▸ What is expected: All lines after the one containing "tag the snow bank, one point per instance." are needed, along with that line itself. Please repeat them exactly through the end of the entries.

-- Listed entries follows --

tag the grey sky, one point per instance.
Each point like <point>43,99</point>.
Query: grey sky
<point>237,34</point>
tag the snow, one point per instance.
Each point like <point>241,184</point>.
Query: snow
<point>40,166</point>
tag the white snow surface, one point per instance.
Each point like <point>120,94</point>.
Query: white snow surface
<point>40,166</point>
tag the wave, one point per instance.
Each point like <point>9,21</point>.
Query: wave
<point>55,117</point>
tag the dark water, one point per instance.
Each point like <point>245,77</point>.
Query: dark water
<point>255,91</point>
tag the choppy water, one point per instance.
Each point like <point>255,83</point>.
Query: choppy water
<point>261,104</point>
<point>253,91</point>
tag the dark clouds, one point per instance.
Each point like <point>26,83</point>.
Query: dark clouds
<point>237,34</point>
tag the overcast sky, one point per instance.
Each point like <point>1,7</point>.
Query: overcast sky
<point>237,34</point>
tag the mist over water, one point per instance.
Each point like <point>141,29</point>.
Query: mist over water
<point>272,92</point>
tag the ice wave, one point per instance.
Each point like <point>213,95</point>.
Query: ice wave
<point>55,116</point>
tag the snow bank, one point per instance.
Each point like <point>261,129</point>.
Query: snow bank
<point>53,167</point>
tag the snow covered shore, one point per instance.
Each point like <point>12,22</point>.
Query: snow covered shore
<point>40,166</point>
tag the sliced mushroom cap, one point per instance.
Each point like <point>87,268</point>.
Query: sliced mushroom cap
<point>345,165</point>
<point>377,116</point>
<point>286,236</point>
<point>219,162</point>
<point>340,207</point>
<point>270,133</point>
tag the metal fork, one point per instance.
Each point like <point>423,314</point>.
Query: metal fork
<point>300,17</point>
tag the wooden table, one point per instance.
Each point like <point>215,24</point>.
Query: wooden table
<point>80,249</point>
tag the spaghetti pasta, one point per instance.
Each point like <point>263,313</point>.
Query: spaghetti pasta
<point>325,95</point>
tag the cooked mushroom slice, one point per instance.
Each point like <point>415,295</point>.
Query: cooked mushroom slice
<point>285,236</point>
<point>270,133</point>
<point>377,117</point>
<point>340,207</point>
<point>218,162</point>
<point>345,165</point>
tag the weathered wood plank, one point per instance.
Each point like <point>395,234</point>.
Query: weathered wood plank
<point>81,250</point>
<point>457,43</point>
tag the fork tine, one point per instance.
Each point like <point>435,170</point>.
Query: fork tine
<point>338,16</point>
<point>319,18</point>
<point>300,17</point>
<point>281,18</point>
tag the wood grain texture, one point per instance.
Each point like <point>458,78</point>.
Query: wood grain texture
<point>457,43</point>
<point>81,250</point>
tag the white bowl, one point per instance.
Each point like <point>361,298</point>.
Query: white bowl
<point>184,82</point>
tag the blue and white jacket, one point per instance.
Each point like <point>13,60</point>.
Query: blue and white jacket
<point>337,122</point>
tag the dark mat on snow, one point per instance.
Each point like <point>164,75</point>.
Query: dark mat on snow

-- Listed entries concluded --

▸ Written response:
tag the snow bank, one point per instance.
Each point like <point>261,129</point>.
Query: snow bank
<point>53,167</point>
tag the snow covered shore, one point per instance.
Each point like <point>12,22</point>.
Query: snow covered shore
<point>40,166</point>
tag the sliced mushroom cap, one point per instance.
Each point like <point>87,268</point>.
Query: sliced mushroom cap
<point>345,165</point>
<point>377,116</point>
<point>286,236</point>
<point>219,162</point>
<point>340,207</point>
<point>270,133</point>
tag the metal fork, one point per instance.
Each point like <point>423,314</point>.
Query: metal fork
<point>300,17</point>
tag the wooden table, one point per instance.
Each point like <point>215,24</point>.
Query: wooden table
<point>80,249</point>
tag the spaghetti pasta, one point per instance.
Each point like <point>263,313</point>.
Query: spaghetti pasta
<point>325,95</point>
tag the cooked mushroom slice, one point per instance.
Each point like <point>415,295</point>.
Query: cooked mushroom slice
<point>285,236</point>
<point>270,133</point>
<point>377,117</point>
<point>340,207</point>
<point>218,162</point>
<point>345,165</point>
tag the weathered wood plank, one point per instance.
Each point like <point>395,234</point>.
Query: weathered wood plank
<point>81,250</point>
<point>457,43</point>
tag the fork tine, one point per instance.
Each point like <point>435,170</point>.
Query: fork tine
<point>338,16</point>
<point>319,18</point>
<point>300,17</point>
<point>281,18</point>
tag the wood grain texture, one point per instance.
Each point like <point>458,78</point>.
Query: wood grain texture
<point>457,43</point>
<point>81,250</point>
tag the white bowl, one point per instance.
Each point like <point>361,298</point>.
Query: white bowl
<point>184,82</point>
tag the blue and white jacket, one point per instance.
Each point like <point>13,60</point>.
Query: blue and white jacket
<point>337,122</point>
tag the dark mat on snow, one point per instance.
Each point like <point>164,75</point>.
Query: dark mat on snow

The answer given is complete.